*Problem requirements*: Reproduce word for word the entries below, starting with the line that contains "the green plant" and going on through the last line of the entries.
::::::
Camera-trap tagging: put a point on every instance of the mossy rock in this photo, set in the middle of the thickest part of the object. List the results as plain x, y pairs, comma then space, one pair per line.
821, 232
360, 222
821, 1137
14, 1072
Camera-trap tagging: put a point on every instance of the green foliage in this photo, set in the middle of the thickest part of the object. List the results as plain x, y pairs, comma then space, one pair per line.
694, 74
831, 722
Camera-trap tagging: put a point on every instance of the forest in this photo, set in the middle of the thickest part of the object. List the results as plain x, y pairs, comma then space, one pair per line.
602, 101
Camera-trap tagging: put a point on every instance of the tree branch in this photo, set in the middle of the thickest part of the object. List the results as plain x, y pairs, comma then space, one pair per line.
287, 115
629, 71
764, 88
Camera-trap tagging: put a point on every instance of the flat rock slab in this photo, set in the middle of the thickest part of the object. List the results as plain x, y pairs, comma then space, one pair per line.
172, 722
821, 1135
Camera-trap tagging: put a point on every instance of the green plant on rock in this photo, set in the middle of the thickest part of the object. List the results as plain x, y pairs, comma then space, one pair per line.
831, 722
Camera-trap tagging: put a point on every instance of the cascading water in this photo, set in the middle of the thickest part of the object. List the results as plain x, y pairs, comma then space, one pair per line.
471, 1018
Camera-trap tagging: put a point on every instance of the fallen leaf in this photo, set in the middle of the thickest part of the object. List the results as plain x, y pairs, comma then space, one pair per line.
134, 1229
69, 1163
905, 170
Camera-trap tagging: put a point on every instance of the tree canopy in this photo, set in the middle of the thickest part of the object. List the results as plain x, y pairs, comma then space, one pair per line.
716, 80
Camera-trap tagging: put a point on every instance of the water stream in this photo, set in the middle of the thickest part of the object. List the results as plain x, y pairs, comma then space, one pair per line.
::::::
*Answer to this exercise*:
Camera-trap tagging: put a point on every instance of the green plant on rock in this photo, set in the middle of the thickest part of the object. List the results as plain x, y pairs, comma then space, one pair per line.
831, 722
Camera-trap tagging: put a point on every instance of the cascading water in this photo, set in the middle of the thickest part of the object. List the results as plain x, y pairs, comma then space, one pair per line.
471, 1018
Camera-trap tagging: put a point on every instance of the fallen leaf in this photo, set in the middle of the thickest part of the object. List the results as plain x, y pairs, comma then space, one pair per line.
134, 1229
69, 1163
905, 170
Camera-trap tagging: put a point on every instance of the tree canopy in this photo, set in the middle of the thickest part of the object. List the results as plain x, y pairs, comma then space, one pair per line.
716, 80
Camera-trap tagging: put a point on every instance of the water stream in this photo, set in the middle of the thickest part of the object. List the results as plain x, y pairs, comma then space, one pair per line.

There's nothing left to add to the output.